=== Written exercise A ===
Translate this sentence from the column about a sharp trader into Spanish: "My grandfather used to take a colony of his bees and sell honey."

=== Page excerpt ===
-- begin --

Tales of a Sharp Trader And His Day at the Fair

EVERY morning as I thump my egg with the back of a spoon, to subdue it for excoriation in readiness for alimentary uses, I reach across and press the button that activates my National receiver so I can hear a radio station, which, a female soon assures me, is located in Barstin.

Lately, about the time I replace the salt and pepper shakers, a gentleman appears with a frantic voice that couldn't sell popcorn at a ballgame and assures me rapidly that something I don't know about and don't want can be had, if I hurry-hurry, for ''only'' $199.

It has been at least a half-century since I have seen anything priced around $200 that is worth more than 75 cents, and the ''only'' in this pitch causes me unfailingly to reach over and press that button again. An egg, at my breakfast, commences in a raucous hullabaloo and finishes in blessed silence.

I realize that the day has gone when Steve Mitchell sold a stove-lid lifter and gave you a free lead pencil, all for 14 cents. And the day has gone when we had a Steve Mitchell who knew what a stove lid was. But that's no excuse whatsoever for a radio station to spoil my breakfast by belittling $199.

A loaf of Ward's top-quality store bread retailed for 8 cents, and if it laid overnight in the store, you could buy it for 7 cents. Nobody even tried to imagine how much bread you'd get for $199. Anybody whose memory goes back to 8-cent bread will be unable to comprehend why $199 can be ''only.''

My grandfather had a neighbor, Reuben Small, who was a sharp trader, as was my grandfather, and they had a gentlemen's agreement (although this challenges the word gentlemen) that they would not pit their wiles one against the other.

Every evening, after chores and supper, they would meet either at Reuben's or at Gramp's and play three games of checkers or draughts. Reuben insisted that in 45 years he had won every game. My grandfather said, ''Well, you know how Reuben is prone to exaggerate everything, but this time he may be right within one or two games.''

So they never haggled over a sheep or a wheelbarrow, and kept their friendship strong for the checkerboard. Grandfather frequently told of the time Reuben, as a young man, went to the state fair ''without a cent in his pocket that ever was made.'' He didn't have money to buy a ticket at the gate, and had to sneak under the fence. This did save him 10 cents, which showed Reuben's frugal nature.

In Reuben's time, the fairs were annual gatherings where farmers exhibited and sold their farm products, and the women offered fancywork and jars of jelly. My grandfather used to take a colony of his bees and sell honey. He had a large screen-wire cage with the beehive inside, and a sugar-water feeder so the bees would fly to entertain the crowd. From his apiary at the farm he would bring pound boxes of comb honey that could be had for (may I say ''ONLY''?) 25 cents.

The year that Reuben crawled under the fence, Reuben's ''only'' asset was his ''swapper'' jackknife. Every boy in those days had two jackknives; the one for paring apples, making willow whistles, dressing trout, and playing mumbletypeg, to name a few. Then he had a swapper, which he kept ready should another boy propose that they swap jackknives.

-- end --

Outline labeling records
-- begin --

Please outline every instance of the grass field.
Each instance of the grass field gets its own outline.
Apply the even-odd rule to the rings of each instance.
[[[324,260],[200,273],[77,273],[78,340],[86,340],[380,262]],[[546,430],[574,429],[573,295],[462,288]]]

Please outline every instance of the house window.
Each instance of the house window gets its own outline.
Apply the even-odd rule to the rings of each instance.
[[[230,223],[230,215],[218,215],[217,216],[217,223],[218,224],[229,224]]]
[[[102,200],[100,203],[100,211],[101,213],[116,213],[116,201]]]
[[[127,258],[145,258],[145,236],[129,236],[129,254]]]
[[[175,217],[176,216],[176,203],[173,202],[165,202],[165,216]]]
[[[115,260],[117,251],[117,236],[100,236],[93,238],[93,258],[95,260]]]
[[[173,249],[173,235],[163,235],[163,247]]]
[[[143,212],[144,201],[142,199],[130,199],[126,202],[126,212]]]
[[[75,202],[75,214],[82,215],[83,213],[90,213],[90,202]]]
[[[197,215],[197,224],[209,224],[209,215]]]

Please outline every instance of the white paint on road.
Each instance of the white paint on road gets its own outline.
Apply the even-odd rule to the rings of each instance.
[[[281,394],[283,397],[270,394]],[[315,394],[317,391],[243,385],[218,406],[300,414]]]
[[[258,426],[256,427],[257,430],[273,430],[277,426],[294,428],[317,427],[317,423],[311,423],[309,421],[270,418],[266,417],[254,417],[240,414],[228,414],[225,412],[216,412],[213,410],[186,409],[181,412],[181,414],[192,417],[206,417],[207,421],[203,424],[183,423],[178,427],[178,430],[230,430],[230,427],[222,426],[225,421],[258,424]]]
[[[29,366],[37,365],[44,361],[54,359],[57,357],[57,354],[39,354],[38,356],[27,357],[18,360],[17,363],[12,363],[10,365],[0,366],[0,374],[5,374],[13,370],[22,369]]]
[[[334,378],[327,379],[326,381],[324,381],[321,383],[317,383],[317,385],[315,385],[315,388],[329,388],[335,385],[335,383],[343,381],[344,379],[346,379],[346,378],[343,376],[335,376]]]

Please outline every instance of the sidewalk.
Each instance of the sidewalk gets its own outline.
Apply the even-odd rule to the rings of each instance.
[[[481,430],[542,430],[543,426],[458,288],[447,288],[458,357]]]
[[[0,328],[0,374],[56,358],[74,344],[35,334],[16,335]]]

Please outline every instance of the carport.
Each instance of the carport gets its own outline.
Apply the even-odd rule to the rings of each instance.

-- end --

=== Written exercise B ===
Convert the part of the records that runs from their first line through the line containing "[[[197,215],[197,224],[209,224],[209,215]]]" into a JSON list of strings, with one string per line and blank lines left out.

=== Correct output A ===
Mi abuelo solía llevar una colonia de sus abejas y vender miel.

=== Correct output B ===
[
  "Please outline every instance of the grass field.",
  "Each instance of the grass field gets its own outline.",
  "Apply the even-odd rule to the rings of each instance.",
  "[[[324,260],[200,273],[77,273],[78,340],[86,340],[380,262]],[[546,430],[574,429],[573,295],[462,288]]]",
  "Please outline every instance of the house window.",
  "Each instance of the house window gets its own outline.",
  "Apply the even-odd rule to the rings of each instance.",
  "[[[230,223],[230,215],[218,215],[217,216],[217,223],[218,224],[229,224]]]",
  "[[[102,200],[100,203],[100,211],[101,213],[116,213],[116,201]]]",
  "[[[127,258],[145,258],[145,236],[129,236],[129,254]]]",
  "[[[175,217],[176,216],[176,203],[173,202],[165,202],[165,216]]]",
  "[[[115,260],[117,251],[117,236],[100,236],[93,238],[93,258],[95,260]]]",
  "[[[173,249],[173,235],[163,235],[163,247]]]",
  "[[[143,212],[144,201],[142,199],[130,199],[126,202],[126,212]]]",
  "[[[75,202],[75,214],[82,215],[83,213],[90,213],[90,202]]]",
  "[[[197,215],[197,224],[209,224],[209,215]]]"
]